→ Exercise directions:
Make your reply a word-for-word repeat of the records.

→ Material provided:
--- START ---
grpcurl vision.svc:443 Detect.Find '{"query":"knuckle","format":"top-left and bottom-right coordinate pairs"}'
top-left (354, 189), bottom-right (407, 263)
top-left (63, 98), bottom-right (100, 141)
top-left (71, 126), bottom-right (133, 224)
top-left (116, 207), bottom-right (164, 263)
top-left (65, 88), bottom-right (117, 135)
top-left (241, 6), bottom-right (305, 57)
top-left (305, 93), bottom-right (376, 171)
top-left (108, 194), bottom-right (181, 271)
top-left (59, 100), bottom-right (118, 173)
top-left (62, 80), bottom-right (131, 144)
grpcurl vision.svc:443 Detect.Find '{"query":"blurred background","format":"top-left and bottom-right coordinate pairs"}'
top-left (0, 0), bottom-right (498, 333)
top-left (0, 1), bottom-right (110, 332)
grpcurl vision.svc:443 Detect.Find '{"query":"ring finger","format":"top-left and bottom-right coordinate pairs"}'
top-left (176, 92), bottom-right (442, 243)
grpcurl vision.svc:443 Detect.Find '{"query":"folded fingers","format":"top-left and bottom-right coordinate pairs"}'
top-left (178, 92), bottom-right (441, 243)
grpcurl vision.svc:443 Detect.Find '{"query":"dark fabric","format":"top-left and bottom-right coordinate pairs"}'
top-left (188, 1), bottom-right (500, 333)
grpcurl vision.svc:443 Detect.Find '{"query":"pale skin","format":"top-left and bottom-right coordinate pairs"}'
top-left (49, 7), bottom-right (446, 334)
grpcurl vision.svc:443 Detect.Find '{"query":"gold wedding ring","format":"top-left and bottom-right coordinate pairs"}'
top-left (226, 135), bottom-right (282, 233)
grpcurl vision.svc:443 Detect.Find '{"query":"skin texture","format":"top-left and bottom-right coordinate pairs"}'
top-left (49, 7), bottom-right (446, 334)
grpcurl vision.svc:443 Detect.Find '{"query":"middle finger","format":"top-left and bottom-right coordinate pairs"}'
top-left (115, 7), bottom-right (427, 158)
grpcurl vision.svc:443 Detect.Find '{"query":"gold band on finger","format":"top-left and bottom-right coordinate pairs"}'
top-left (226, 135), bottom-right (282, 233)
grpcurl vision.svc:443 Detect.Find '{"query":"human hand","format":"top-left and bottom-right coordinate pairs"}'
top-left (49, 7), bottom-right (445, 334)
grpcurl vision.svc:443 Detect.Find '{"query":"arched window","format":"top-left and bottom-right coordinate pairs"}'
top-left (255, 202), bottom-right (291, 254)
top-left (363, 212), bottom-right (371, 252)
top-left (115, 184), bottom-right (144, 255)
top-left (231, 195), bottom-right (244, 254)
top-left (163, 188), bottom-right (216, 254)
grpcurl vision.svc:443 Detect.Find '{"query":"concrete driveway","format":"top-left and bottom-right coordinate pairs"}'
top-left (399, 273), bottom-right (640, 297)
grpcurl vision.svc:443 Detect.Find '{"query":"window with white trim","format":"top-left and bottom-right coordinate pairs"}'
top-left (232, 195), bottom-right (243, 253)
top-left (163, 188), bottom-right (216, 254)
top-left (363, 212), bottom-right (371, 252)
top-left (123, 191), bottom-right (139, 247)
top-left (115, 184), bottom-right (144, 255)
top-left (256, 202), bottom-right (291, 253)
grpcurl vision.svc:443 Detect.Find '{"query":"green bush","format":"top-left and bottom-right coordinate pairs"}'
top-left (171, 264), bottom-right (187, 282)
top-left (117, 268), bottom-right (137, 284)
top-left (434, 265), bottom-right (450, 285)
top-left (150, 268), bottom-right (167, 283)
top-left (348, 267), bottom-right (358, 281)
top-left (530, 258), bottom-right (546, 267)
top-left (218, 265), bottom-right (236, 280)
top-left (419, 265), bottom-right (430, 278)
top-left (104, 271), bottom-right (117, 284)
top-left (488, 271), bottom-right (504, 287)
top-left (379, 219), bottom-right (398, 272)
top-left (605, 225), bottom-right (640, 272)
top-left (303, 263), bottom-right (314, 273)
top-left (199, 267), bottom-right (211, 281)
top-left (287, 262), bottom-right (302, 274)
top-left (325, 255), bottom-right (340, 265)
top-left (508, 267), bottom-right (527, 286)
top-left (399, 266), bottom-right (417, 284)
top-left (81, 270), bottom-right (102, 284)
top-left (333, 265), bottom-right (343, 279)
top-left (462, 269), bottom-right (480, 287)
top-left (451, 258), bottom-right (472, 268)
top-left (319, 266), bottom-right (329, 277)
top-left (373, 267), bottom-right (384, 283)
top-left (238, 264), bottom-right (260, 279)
--- END ---
→ Result below:
grpcurl vision.svc:443 Detect.Find '{"query":"knuckle","format":"top-left and bottom-right coordinate pairs"}'
top-left (354, 189), bottom-right (407, 263)
top-left (63, 98), bottom-right (100, 141)
top-left (71, 126), bottom-right (133, 224)
top-left (116, 207), bottom-right (164, 263)
top-left (65, 88), bottom-right (117, 135)
top-left (241, 6), bottom-right (305, 57)
top-left (305, 93), bottom-right (376, 171)
top-left (108, 194), bottom-right (181, 271)
top-left (59, 100), bottom-right (118, 173)
top-left (62, 80), bottom-right (131, 144)
grpcurl vision.svc:443 Detect.Find '{"query":"blurred background","format":"top-left and bottom-right coordinate pairs"}'
top-left (0, 0), bottom-right (498, 333)
top-left (0, 1), bottom-right (110, 332)
grpcurl vision.svc:443 Detect.Find '{"query":"ring finger","format":"top-left and bottom-right coordinate pairs"}'
top-left (176, 92), bottom-right (442, 243)
grpcurl vision.svc:443 Detect.Find '{"query":"folded fingers","format":"top-left and bottom-right coordinate pairs"}'
top-left (178, 92), bottom-right (441, 243)
grpcurl vision.svc:443 Detect.Find '{"query":"dark fabric","format":"top-left and bottom-right coordinate pairs"}'
top-left (188, 1), bottom-right (500, 333)
grpcurl vision.svc:443 Detect.Find '{"query":"pale skin","format":"top-left and bottom-right coordinate pairs"}'
top-left (49, 7), bottom-right (446, 334)
grpcurl vision.svc:443 Detect.Find '{"query":"gold wedding ring","format":"top-left and bottom-right coordinate pairs"}'
top-left (226, 135), bottom-right (282, 233)
grpcurl vision.svc:443 Detect.Find '{"query":"skin texture","format":"top-left and bottom-right coordinate pairs"}'
top-left (49, 7), bottom-right (446, 334)
grpcurl vision.svc:443 Detect.Find '{"query":"middle finger","format":"top-left and bottom-right coordinate pairs"}'
top-left (115, 7), bottom-right (427, 158)
grpcurl vision.svc:443 Detect.Find '{"query":"gold band on finger","format":"top-left and bottom-right coordinate pairs"}'
top-left (226, 135), bottom-right (282, 233)
grpcurl vision.svc:443 Detect.Find '{"query":"human hand","format":"top-left and bottom-right coordinate pairs"}'
top-left (49, 7), bottom-right (445, 334)
grpcurl vision.svc:443 Detect.Find '{"query":"arched window","format":"top-left and bottom-right coordinate pairs"}'
top-left (255, 202), bottom-right (291, 254)
top-left (363, 212), bottom-right (371, 252)
top-left (115, 184), bottom-right (144, 255)
top-left (231, 195), bottom-right (244, 254)
top-left (163, 188), bottom-right (216, 254)
grpcurl vision.svc:443 Detect.Find '{"query":"concrete driveway","format":"top-left and bottom-right coordinate pairs"}'
top-left (399, 273), bottom-right (640, 297)
grpcurl vision.svc:443 Detect.Find '{"query":"window with white trim","format":"top-left and bottom-right coordinate pairs"}'
top-left (232, 195), bottom-right (243, 253)
top-left (163, 188), bottom-right (216, 254)
top-left (363, 212), bottom-right (371, 252)
top-left (123, 191), bottom-right (139, 247)
top-left (115, 184), bottom-right (144, 255)
top-left (256, 202), bottom-right (291, 253)
grpcurl vision.svc:443 Detect.Find '{"query":"green bush","format":"top-left and bottom-right coordinate pairs"}'
top-left (171, 264), bottom-right (187, 282)
top-left (117, 268), bottom-right (137, 284)
top-left (434, 265), bottom-right (450, 285)
top-left (150, 268), bottom-right (167, 283)
top-left (348, 267), bottom-right (358, 281)
top-left (530, 258), bottom-right (546, 267)
top-left (218, 265), bottom-right (236, 280)
top-left (419, 265), bottom-right (430, 278)
top-left (104, 271), bottom-right (117, 284)
top-left (488, 271), bottom-right (504, 287)
top-left (379, 219), bottom-right (398, 272)
top-left (605, 225), bottom-right (640, 272)
top-left (303, 263), bottom-right (314, 273)
top-left (199, 267), bottom-right (211, 281)
top-left (287, 262), bottom-right (302, 274)
top-left (325, 255), bottom-right (340, 265)
top-left (508, 267), bottom-right (527, 286)
top-left (399, 266), bottom-right (417, 284)
top-left (81, 270), bottom-right (102, 284)
top-left (333, 265), bottom-right (343, 279)
top-left (462, 269), bottom-right (480, 287)
top-left (451, 258), bottom-right (472, 268)
top-left (319, 266), bottom-right (329, 277)
top-left (373, 267), bottom-right (384, 283)
top-left (238, 264), bottom-right (260, 279)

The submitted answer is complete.